== Aim ==
Locate and copy every line of the following lines that contains the word "glass". Case counts.

== Data shown ==
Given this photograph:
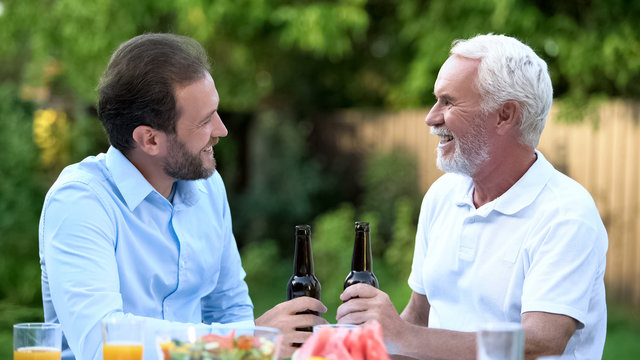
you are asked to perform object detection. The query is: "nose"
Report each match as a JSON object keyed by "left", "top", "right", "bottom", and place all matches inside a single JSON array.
[
  {"left": 424, "top": 103, "right": 444, "bottom": 127},
  {"left": 211, "top": 111, "right": 229, "bottom": 137}
]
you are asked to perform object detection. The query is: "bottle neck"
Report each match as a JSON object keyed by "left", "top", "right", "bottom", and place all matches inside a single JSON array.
[
  {"left": 293, "top": 226, "right": 313, "bottom": 276},
  {"left": 351, "top": 226, "right": 373, "bottom": 272}
]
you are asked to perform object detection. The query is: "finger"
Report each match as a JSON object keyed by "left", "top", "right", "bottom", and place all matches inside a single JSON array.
[
  {"left": 336, "top": 298, "right": 371, "bottom": 319},
  {"left": 278, "top": 343, "right": 298, "bottom": 359},
  {"left": 337, "top": 311, "right": 370, "bottom": 325},
  {"left": 287, "top": 296, "right": 327, "bottom": 314},
  {"left": 340, "top": 284, "right": 380, "bottom": 301},
  {"left": 287, "top": 314, "right": 327, "bottom": 328}
]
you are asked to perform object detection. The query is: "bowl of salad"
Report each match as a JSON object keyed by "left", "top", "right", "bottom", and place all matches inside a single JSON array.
[{"left": 157, "top": 326, "right": 282, "bottom": 360}]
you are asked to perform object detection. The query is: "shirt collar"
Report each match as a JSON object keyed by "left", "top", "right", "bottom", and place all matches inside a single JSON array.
[
  {"left": 456, "top": 150, "right": 553, "bottom": 215},
  {"left": 107, "top": 146, "right": 208, "bottom": 211},
  {"left": 106, "top": 146, "right": 155, "bottom": 211}
]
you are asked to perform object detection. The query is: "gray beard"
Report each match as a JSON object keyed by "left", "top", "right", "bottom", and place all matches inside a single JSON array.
[{"left": 436, "top": 119, "right": 489, "bottom": 177}]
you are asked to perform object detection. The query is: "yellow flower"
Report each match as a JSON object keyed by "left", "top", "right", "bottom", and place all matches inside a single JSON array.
[{"left": 33, "top": 109, "right": 69, "bottom": 166}]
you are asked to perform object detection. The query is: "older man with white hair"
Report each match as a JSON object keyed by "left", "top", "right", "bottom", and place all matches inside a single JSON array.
[{"left": 337, "top": 34, "right": 608, "bottom": 359}]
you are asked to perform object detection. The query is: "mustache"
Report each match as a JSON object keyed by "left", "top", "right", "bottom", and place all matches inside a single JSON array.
[
  {"left": 204, "top": 137, "right": 220, "bottom": 149},
  {"left": 431, "top": 126, "right": 453, "bottom": 136}
]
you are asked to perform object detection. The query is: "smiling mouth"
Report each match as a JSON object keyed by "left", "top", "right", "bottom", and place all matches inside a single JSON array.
[{"left": 438, "top": 135, "right": 453, "bottom": 144}]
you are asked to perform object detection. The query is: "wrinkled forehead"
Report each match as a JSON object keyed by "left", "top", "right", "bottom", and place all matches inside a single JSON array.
[{"left": 433, "top": 55, "right": 480, "bottom": 92}]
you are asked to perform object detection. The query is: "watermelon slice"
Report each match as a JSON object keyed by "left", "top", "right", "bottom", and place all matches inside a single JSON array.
[{"left": 293, "top": 321, "right": 389, "bottom": 360}]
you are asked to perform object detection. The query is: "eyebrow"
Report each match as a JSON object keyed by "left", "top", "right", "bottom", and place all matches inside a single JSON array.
[
  {"left": 433, "top": 92, "right": 456, "bottom": 102},
  {"left": 199, "top": 108, "right": 218, "bottom": 124}
]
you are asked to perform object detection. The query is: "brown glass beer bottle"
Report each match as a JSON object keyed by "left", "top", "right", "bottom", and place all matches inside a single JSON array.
[
  {"left": 287, "top": 225, "right": 321, "bottom": 300},
  {"left": 344, "top": 221, "right": 378, "bottom": 289}
]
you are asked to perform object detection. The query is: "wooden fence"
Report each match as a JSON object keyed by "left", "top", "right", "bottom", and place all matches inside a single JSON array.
[{"left": 331, "top": 101, "right": 640, "bottom": 305}]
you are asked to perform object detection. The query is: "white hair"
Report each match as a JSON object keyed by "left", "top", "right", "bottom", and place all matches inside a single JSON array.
[{"left": 451, "top": 34, "right": 553, "bottom": 148}]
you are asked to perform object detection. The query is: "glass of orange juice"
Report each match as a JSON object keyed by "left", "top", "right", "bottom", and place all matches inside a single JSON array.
[
  {"left": 102, "top": 316, "right": 144, "bottom": 360},
  {"left": 13, "top": 323, "right": 62, "bottom": 360}
]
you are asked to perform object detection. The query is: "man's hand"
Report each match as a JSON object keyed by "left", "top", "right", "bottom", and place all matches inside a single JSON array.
[
  {"left": 336, "top": 284, "right": 405, "bottom": 344},
  {"left": 256, "top": 296, "right": 327, "bottom": 359}
]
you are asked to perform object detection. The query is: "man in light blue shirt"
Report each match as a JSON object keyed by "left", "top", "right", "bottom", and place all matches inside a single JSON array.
[{"left": 39, "top": 34, "right": 326, "bottom": 359}]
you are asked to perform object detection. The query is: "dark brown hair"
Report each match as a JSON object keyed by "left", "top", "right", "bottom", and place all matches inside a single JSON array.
[{"left": 98, "top": 34, "right": 209, "bottom": 153}]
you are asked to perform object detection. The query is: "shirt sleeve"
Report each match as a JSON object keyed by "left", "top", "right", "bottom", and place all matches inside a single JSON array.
[
  {"left": 201, "top": 173, "right": 253, "bottom": 324},
  {"left": 40, "top": 182, "right": 230, "bottom": 359},
  {"left": 522, "top": 215, "right": 607, "bottom": 328},
  {"left": 408, "top": 196, "right": 428, "bottom": 295}
]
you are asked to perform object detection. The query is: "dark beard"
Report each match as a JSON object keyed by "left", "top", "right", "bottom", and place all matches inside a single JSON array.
[{"left": 163, "top": 135, "right": 215, "bottom": 180}]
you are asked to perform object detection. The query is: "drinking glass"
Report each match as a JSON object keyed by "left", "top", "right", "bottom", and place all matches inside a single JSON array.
[
  {"left": 476, "top": 323, "right": 524, "bottom": 360},
  {"left": 102, "top": 317, "right": 144, "bottom": 360},
  {"left": 13, "top": 323, "right": 62, "bottom": 360}
]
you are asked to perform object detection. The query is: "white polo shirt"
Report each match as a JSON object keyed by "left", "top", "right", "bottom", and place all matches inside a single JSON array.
[{"left": 409, "top": 152, "right": 608, "bottom": 359}]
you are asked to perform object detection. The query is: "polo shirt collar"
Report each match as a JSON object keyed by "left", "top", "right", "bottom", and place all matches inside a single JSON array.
[{"left": 456, "top": 150, "right": 554, "bottom": 215}]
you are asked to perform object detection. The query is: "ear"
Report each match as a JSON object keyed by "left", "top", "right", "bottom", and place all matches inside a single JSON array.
[
  {"left": 133, "top": 125, "right": 166, "bottom": 156},
  {"left": 496, "top": 100, "right": 520, "bottom": 134}
]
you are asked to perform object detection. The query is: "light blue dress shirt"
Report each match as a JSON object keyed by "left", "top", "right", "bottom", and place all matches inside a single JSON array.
[{"left": 39, "top": 147, "right": 253, "bottom": 359}]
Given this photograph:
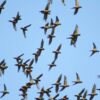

== Task solution ==
you are asked to perform object detection. The query is: "brown glass beer bottle"
you are asked to perform object detection. The query is: "glass of orange juice"
you are asked to perform object detection. The query is: "drinking glass"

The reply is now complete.